Welcome back to part 2 of 2 of this blog series titled: Do I Have Astigmatism?
Last month we were able to break down the meaning, causes, classification, and types of astigmatism. This month we will continue the conversation as we focus on treatment options for this easily misunderstood topic.
Testing for Astigmatism
Astigmatism is detected in a routine eye exam, but can often be missed in a basic vision screening. The methods for determining astigmatism classification, type, and power are the same methods we use to determine nearsightedness (myopia) and farsightedness (hyperopia). In many cases, we use automated instruments to estimate the amount of astigmatism a patient has and then refine it with a subjective test we call a refraction. Refraction is a process in which an instrument called a phoropter is used to dial a variety of lens choices in front of a patient’s eye, and the patient chooses the options that look clearest. With each choice the patient makes, the lenses in the phoropter get closer to the final measurement of the refractive error.
An example of a glasses prescription used for nearsightedness and farsightedness would respectively be -2.50 SPH or +2.50 SPH. The SPH stands for sphere indicating there is no astigmatism and a spherical lens can be used to focus or bend the light onto the retina. If a patient has astigmatism, the glasses prescription could read -2.50 + 1.00 x 090, for example. For corneal astigmatism, this would indicate the overall spherical power would be -2.50 (nearsighted) and the amount of curvature difference on the cornea is 1.00 at 90 degrees away from the 3rd number in our prescription called the axis at “090”. So the power difference is 1.00 at 180 degrees (horizontally from 3 o’clock to 9 o’clock). This would mean the overall steepest curve on the cornea is -2.50 at 090 degrees (12 o’clock) and the flattest curve is 1.00 less than -2.50 making it -1.50 at 180 degrees (3 o’clock).

▶ Dataset content:
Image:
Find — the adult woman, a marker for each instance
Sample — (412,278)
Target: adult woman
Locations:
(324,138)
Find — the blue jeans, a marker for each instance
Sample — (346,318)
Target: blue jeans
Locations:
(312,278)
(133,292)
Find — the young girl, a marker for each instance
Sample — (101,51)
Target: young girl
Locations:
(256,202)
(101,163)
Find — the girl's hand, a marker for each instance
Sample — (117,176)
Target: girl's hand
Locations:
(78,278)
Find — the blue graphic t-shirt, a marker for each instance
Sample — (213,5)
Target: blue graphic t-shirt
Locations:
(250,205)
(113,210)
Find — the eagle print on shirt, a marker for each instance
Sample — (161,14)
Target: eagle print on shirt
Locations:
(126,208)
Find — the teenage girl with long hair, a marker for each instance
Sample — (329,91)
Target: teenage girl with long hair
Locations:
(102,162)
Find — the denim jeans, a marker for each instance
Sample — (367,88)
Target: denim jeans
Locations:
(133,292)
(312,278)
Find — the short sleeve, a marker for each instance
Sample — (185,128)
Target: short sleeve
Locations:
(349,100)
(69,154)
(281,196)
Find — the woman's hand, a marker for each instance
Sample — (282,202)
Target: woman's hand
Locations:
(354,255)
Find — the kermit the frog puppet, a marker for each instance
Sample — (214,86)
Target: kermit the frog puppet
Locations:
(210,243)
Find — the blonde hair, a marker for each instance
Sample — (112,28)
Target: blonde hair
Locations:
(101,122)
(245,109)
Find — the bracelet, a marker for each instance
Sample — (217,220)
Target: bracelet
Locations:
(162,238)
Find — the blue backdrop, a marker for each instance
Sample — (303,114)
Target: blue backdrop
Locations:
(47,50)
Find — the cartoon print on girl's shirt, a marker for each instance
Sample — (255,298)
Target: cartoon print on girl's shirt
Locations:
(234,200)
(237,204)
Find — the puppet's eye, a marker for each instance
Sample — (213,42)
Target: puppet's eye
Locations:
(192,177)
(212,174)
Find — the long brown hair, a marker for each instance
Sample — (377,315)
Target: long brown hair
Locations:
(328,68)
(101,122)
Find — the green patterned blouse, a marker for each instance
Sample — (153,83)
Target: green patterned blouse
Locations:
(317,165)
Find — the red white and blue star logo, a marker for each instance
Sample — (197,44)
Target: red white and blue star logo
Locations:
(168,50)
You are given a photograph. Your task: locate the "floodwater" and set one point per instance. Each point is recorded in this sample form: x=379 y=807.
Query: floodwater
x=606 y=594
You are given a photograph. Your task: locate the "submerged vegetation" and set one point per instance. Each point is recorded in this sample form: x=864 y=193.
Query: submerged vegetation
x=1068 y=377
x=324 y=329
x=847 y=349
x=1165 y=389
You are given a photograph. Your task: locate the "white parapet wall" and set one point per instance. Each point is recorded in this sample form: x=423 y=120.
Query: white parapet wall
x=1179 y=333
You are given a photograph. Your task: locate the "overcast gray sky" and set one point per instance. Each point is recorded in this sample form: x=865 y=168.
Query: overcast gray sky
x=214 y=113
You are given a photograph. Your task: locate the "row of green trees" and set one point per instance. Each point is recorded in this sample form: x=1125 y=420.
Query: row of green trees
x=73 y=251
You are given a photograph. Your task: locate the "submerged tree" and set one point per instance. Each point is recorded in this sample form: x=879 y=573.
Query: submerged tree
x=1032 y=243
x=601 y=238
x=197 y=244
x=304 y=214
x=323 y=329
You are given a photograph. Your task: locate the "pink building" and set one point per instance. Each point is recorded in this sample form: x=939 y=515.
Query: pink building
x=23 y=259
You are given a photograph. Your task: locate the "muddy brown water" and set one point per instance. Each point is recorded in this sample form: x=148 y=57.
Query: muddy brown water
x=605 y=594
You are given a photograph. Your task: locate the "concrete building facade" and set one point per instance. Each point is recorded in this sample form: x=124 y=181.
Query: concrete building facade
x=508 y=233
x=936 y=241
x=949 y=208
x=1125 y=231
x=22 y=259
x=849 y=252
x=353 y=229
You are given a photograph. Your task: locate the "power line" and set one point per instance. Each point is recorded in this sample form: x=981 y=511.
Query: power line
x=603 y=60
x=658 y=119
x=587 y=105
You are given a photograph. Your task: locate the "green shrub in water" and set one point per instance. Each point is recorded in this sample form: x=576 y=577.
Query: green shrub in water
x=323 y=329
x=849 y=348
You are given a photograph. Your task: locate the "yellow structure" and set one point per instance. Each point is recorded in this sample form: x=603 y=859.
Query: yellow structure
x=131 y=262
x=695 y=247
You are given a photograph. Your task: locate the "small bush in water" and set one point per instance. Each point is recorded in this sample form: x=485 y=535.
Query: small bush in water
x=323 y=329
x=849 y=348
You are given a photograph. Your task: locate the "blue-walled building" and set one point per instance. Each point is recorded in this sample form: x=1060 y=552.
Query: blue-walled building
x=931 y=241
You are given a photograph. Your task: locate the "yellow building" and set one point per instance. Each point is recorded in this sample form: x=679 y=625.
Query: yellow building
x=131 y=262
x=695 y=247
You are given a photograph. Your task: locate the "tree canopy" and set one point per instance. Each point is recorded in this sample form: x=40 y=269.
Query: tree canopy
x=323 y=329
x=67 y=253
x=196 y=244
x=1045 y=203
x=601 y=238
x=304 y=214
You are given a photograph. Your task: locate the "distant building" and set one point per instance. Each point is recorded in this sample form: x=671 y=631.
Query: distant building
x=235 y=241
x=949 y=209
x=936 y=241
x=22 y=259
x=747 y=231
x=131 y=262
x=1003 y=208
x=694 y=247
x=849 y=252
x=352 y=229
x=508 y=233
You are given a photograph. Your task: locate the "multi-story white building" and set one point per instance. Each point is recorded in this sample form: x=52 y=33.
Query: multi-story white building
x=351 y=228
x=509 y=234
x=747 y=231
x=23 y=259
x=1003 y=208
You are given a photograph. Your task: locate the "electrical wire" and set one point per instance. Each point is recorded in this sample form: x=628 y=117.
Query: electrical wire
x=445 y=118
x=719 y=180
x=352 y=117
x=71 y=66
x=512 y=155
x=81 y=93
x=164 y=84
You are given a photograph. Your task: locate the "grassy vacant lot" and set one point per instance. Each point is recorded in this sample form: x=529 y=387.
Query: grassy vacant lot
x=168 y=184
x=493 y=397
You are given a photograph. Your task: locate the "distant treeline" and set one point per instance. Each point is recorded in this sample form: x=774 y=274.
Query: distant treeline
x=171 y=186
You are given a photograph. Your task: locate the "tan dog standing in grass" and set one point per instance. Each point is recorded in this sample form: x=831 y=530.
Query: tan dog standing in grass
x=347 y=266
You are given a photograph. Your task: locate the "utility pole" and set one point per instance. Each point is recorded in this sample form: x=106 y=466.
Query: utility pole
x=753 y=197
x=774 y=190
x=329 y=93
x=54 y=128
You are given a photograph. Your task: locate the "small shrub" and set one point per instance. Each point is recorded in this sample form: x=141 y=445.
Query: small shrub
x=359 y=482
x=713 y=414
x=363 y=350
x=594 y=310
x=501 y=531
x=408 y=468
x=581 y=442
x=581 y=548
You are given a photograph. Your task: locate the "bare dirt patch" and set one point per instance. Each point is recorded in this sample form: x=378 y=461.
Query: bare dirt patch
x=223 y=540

▶ What this exercise asks:
(A) In the astigmatism blog post, what is the instrument called that dials a variety of lens choices in front of a patient's eye during refraction?
(B) Continue the blog post about astigmatism from where it stops.

▶ Results:
(A) A phoropter.

(B)
Soft Contact Lenses
Soft contact lenses are also a good treatment option for regular astigmatism and would have a similar prescription to the glasses prescription with a sphere power, cylinder power, and axis number. These lenses are often called toric lenses. Typically the toric lenses are designed a little larger in diameter and fit a little tighter than basic spherical soft contact lenses. The idea is to have as little movement as possible in toric lenses to keep the correct lens powers in the proper position for optimal vision. If these lenses rotate, the corrective powers will be misaligned and therefore will not focus the light on the retina.
Gas Permeable Contact Lenses
Gas Permeable Contact Lenses (Hard Contacts) are also a treatment option for astigmatism. These types of contacts can be used to correct regular or irregular astigmatism. They can also correct higher amounts of corneal astigmatism than soft contact lenses. These lenses are very rigid and give the cornea an artificial spherical surface. In some cases, the lenses are used for irregular astigmatism from trauma, scarring, post corneal transplants, or diseases such as keratoconus or pellucid marginal degeneration. Hybrid contact lenses can achieve the same visual correction as hard contact lenses but are designed with a very rigid center and a soft material as a skirt surrounding the rigid center. This allows for better comfort and centration while allowing the visual benefit of a rigid artificial spherical surface.
Lastly, in some cases astigmatism can be corrected surgically. Elimination of astigmatism, along with associated myopia (nearsightedness) or hyperopia (farsightedness) by surgical methods can allow patients to see clearly without glasses or contacts. There are a few different methods by which astigmatism can be surgically corrected, as we will describe below:
Refractive surgery such as LASIK or PRK can correct regular astigmatism. In both of these procedures, a laser is used to permanently alter the shape of the cornea, causing light that passes into the eye to be focused clearly on the retina. LASIK or PRK is an appropriate treatment for young patients with no other significant eye problems who wish to eliminate their need for glasses or contacts.
For patients with cataracts, astigmatism can also be treated at the time of cataract surgery. Correcting astigmatism at the same time as cataract surgery can allow good distance visual acuity without the need for glasses or contacts. Higher amounts of astigmatism can be corrected by implanting a special type of intraocular lens (IOL) called a Toric IOL. When the surgeon places the IOL into the lens capsule the lens has to be rotated to the appropriate axis to properly correct the astigmatism. Another option for correcting milder amounts of astigmatism is through Laser-Assisted Cataract Surgery (LACS). A special laser, in addition to performing some of the initial steps of the cataract surgery, can be programmed to make microscopic arcuate incisions in the cornea, thereby changing the the irregularly curved surface. In so doing, the cornea becomes more spherical and allows the light to focus onto the retina in a single point focus.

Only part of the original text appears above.